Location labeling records
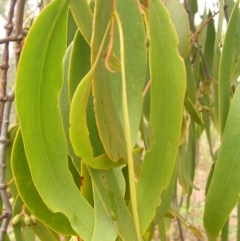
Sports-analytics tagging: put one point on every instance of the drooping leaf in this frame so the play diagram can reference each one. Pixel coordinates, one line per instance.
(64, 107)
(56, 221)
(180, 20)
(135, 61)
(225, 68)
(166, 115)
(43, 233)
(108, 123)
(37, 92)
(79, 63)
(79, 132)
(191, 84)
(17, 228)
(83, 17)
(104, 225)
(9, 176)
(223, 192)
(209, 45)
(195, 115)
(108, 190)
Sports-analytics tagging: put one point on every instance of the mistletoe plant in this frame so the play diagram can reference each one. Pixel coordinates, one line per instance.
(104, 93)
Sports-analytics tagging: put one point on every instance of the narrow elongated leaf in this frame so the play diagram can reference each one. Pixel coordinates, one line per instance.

--

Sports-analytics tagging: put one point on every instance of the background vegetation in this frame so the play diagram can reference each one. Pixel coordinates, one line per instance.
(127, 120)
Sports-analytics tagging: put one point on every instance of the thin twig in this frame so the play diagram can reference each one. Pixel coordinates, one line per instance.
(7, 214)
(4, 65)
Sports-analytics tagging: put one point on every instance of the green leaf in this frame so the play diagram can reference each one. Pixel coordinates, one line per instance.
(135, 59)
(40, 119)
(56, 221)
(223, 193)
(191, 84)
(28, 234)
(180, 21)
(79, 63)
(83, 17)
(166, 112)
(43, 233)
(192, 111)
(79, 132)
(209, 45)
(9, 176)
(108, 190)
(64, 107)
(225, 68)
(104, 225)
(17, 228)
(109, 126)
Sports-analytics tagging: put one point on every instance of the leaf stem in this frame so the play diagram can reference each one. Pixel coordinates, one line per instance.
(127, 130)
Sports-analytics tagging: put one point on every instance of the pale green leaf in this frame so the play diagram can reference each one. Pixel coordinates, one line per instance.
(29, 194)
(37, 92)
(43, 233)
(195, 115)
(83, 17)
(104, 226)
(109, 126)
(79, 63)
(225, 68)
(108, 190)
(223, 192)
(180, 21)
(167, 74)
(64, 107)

EXERCISE AIM
Please filter the listing above and copy out every line that contains the word "each".

SOLUTION TO THIS PROBLEM
Sports-analytics tagging: put one point on every instance of the drooping leaf in this frame so the play diagram can reference each one. Pixel coordinates, one line per instance.
Sports-analytics tagging: put one point on every instance of the mistletoe plant in this frame so the play diagram can reference each one. Pixel coordinates, one line per instance.
Sports-analytics tagging: put one point on every instance of the narrow elongated leaf in this frame so the play diagram can reference each one. Pixel coordinates, one line per instance.
Sports-analytics tagging: put one point on every instance of the background vegetation in this frame so the play diagram can reference each one. Pixel coordinates, one line per instance.
Sports-analytics tagging: put one point on every instance of the thin twig in this frame so the play diagram can reference each one. Pixel coordinates, one line per instance.
Sports-analytics tagging: put one point on every instance of the green leaf in this frame so the play diagram can reference each one. Pixel coordinates, one line per instance.
Sports-analytics tagging: put one point on every instance of the leaf stem in this frame so the play diagram can reference each one. Pixel coordinates, one line per instance.
Sports-analytics tagging: put one point on every instance of the pale green leaf in this frame so the play diagram can reference each one. Pixel coordinates, one line per instance.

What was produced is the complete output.